• **Entries from a dataset**:
begin

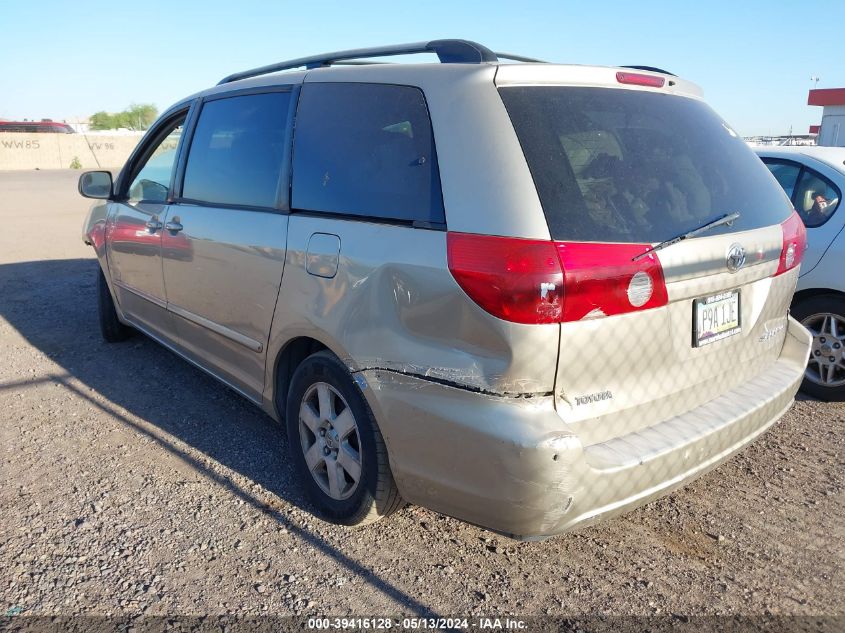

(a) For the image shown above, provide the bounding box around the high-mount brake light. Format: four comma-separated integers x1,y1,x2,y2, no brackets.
775,211,807,277
616,72,666,88
447,232,668,324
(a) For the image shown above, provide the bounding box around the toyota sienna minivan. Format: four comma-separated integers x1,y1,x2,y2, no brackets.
79,40,811,538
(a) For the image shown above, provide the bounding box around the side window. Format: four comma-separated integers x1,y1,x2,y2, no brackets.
291,83,445,223
182,92,291,208
128,115,185,204
763,159,801,198
792,167,841,227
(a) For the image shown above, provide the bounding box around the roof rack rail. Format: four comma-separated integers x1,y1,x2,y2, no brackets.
496,52,548,64
619,66,677,77
218,40,504,85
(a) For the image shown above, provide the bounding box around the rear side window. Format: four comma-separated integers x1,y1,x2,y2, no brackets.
500,86,791,243
291,83,444,223
182,92,290,208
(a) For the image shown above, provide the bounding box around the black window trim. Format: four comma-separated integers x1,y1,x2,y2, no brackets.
112,101,195,204
760,156,842,229
288,81,448,231
168,84,300,215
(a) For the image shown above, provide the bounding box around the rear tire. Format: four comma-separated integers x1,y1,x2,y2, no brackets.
792,294,845,402
97,269,132,343
285,351,405,526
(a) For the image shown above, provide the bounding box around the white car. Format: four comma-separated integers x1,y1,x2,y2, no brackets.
754,146,845,401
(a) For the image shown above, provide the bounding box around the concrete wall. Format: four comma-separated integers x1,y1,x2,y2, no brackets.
0,132,141,170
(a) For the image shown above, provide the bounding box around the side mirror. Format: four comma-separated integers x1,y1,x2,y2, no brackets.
79,171,113,200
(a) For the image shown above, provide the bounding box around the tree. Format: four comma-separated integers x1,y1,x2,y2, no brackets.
90,103,158,130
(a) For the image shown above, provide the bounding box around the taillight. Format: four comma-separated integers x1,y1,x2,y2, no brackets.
447,233,668,323
557,242,668,321
775,211,807,277
616,72,666,88
447,233,563,323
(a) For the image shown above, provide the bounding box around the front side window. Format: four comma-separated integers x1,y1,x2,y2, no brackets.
128,115,185,204
792,167,841,227
291,83,444,223
499,86,791,243
182,92,291,208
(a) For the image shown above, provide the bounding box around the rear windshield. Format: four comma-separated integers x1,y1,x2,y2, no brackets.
500,86,791,243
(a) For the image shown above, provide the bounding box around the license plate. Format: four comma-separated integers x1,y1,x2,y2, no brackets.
692,290,742,347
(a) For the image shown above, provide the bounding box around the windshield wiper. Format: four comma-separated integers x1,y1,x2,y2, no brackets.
631,211,740,262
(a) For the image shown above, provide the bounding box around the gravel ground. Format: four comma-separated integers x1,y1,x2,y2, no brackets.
0,172,845,616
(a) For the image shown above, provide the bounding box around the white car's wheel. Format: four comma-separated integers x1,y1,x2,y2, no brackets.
792,295,845,401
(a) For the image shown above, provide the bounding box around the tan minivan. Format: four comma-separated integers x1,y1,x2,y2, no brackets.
80,40,811,538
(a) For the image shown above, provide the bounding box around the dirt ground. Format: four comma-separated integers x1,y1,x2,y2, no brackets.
0,171,845,616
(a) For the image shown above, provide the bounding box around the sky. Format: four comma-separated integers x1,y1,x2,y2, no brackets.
0,0,845,136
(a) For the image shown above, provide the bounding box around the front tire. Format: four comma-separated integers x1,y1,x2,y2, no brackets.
285,351,404,525
792,294,845,402
97,269,132,343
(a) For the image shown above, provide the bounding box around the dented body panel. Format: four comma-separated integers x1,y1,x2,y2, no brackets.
362,318,810,538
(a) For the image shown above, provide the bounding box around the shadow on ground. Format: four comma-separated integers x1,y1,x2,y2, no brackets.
0,259,436,617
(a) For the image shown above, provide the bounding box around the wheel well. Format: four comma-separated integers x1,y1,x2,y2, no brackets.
792,288,845,306
274,336,328,420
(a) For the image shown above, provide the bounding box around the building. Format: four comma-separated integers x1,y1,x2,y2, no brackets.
807,88,845,147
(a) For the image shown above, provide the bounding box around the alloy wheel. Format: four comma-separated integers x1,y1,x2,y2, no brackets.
299,382,362,501
801,312,845,387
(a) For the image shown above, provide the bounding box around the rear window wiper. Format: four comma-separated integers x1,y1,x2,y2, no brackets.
631,211,740,262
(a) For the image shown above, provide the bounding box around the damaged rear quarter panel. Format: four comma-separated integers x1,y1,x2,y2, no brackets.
267,214,560,402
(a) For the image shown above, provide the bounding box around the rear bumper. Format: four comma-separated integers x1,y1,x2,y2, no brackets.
361,318,811,538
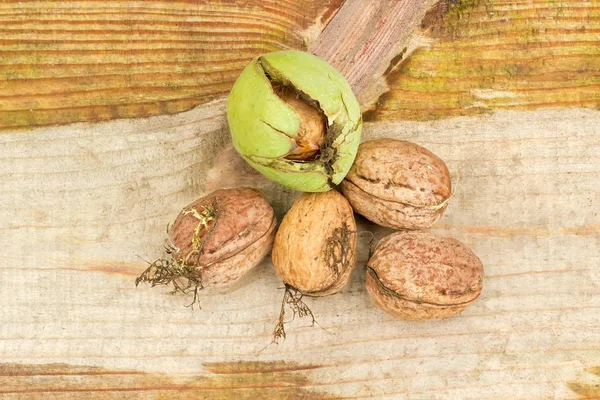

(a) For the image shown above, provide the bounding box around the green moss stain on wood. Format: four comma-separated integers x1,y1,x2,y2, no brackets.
365,0,600,121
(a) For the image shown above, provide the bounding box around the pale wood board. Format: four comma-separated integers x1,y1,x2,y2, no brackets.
0,101,600,399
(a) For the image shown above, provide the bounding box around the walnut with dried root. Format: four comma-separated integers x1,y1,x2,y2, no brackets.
273,191,357,341
136,188,277,304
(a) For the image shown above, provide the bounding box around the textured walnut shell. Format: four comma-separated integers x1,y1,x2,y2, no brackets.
366,231,483,320
341,139,451,229
169,188,277,286
273,190,356,296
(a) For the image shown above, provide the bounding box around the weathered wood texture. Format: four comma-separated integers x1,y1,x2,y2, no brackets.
0,104,600,399
365,0,600,120
0,0,341,128
0,0,600,399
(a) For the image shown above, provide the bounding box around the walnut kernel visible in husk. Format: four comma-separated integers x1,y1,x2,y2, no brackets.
227,50,362,192
341,139,452,229
366,231,483,320
136,188,277,305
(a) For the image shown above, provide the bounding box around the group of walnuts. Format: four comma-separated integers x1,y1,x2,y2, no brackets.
136,50,483,340
136,139,483,337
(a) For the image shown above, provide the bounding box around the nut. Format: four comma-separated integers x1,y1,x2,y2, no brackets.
341,139,451,229
227,50,362,192
136,188,277,304
273,191,357,296
366,231,483,320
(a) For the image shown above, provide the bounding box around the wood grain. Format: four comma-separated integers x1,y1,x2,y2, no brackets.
310,0,435,110
0,362,326,400
0,102,600,399
365,0,600,120
0,0,341,129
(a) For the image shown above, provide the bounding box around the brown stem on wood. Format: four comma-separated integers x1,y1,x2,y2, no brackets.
309,0,436,110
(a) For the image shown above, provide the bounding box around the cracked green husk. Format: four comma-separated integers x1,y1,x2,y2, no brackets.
227,50,362,192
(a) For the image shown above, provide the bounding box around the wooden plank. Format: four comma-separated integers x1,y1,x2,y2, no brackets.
0,0,600,399
365,0,600,121
0,103,600,399
0,0,341,129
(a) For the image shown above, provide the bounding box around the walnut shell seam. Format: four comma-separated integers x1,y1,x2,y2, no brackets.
367,267,481,308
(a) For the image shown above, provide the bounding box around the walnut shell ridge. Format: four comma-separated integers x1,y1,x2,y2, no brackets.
168,188,277,286
341,139,452,229
366,231,483,320
272,190,357,296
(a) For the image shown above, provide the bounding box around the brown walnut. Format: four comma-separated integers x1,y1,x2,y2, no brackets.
341,139,451,229
272,190,357,296
366,231,483,320
168,188,277,286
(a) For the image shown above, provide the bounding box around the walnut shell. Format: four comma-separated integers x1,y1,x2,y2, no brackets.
169,188,277,286
366,231,483,320
272,190,357,296
341,139,451,229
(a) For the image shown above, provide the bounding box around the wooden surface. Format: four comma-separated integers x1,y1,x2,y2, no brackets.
0,0,341,128
0,0,600,399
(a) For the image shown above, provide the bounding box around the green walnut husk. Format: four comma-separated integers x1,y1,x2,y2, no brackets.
227,50,362,192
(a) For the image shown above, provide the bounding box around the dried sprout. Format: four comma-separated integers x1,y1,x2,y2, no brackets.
135,198,219,308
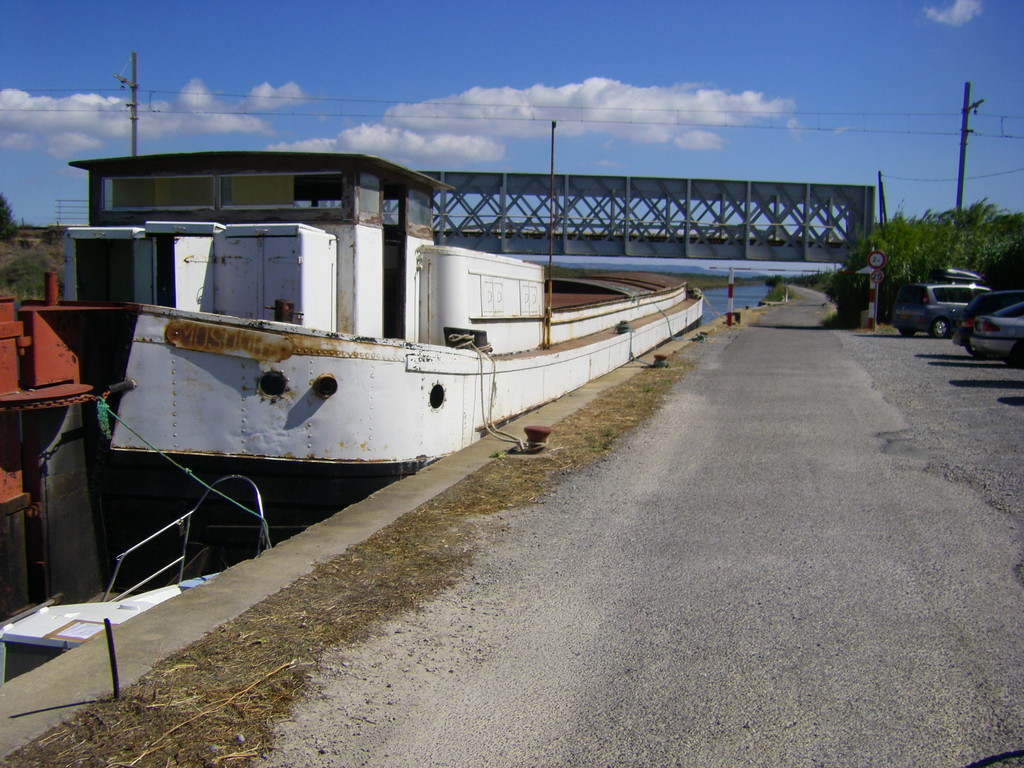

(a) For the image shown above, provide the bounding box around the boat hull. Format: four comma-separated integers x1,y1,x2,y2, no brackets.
103,300,701,548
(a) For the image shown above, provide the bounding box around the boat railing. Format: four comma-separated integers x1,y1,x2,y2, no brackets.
103,475,270,602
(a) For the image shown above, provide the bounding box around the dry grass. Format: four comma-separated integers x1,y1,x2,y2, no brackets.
6,337,714,768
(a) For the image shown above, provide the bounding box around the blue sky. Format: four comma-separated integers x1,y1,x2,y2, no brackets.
0,0,1024,224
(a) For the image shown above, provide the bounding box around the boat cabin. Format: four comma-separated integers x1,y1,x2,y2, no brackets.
65,152,543,344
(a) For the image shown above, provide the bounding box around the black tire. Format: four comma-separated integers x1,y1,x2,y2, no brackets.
1007,341,1024,368
929,317,952,339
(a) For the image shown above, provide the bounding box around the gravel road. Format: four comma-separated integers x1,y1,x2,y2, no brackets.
260,292,1024,768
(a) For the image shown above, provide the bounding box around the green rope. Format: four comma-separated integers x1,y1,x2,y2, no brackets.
96,398,263,520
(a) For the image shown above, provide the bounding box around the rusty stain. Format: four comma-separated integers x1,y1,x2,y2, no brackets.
164,321,294,362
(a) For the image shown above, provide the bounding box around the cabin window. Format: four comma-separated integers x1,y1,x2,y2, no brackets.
358,173,381,220
220,173,345,208
409,189,433,228
103,176,213,211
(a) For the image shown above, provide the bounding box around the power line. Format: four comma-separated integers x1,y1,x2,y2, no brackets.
6,104,1024,139
8,83,1024,124
882,168,1024,182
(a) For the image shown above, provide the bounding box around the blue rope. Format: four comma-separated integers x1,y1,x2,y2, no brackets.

end

• **Given problem**:
Copy word for word the stretch of the records from the line containing "around the concrete" through the line containing "80,40,811,538", including both of those lines.

• **Worked answer**:
(a) For the image shown above, provide the bounding box around the concrete wall. Format: four comma-separated integers x1,y1,x2,y2, no brackets.
0,132,141,170
(a) For the image shown above, provide the bounding box around the side mirror. Format: four comma-separated integers x1,y1,x2,y2, no brackets.
79,171,113,200
(a) For the image shown above, provide the bounding box around the tree. Format: four comma-separated integers x1,y1,x2,y2, no brackets.
90,103,158,130
(a) For the image shown above, provide the bounding box around the taillight. Format: four comma-separated integers x1,y1,x2,y2, no brackets.
447,233,668,323
557,242,668,321
775,211,807,277
616,72,666,88
447,233,563,323
(a) For the image shown above, provide the bounding box around the front side window. Format: four comma-separated integers x1,y1,x2,y2, no brackets.
128,115,185,204
792,167,841,227
291,83,444,223
499,86,791,243
182,92,291,208
(a) For the image shown above, provide the bounding box around the rear windshield. Format: four comma-separated integers x1,y1,x2,y2, no brackets.
500,86,791,243
(a) For the image shown above, provide the bounding box around the license plate. Format: four comma-separated integers x1,y1,x2,y2, no brackets.
692,290,742,347
(a) For the image shown above, provide the bounding box around the windshield wiper. Format: four comma-separated integers x1,y1,x2,y2, no brackets.
631,211,740,262
(a) For the image shown above, provide the bounding box around the gravel ground. Format: four comma-separated integers x1,y1,x2,y2, no brackets.
0,172,845,616
(a) For the image shown above, provide the bounding box around the white car's wheel. Format: four comma-separated integers x1,y1,x2,y2, no brackets.
792,295,845,401
(a) For the image shown above, provide the bounding box around the tan minivan. Format: four comma-separated integers x1,y1,x2,y2, no brackets.
80,40,811,538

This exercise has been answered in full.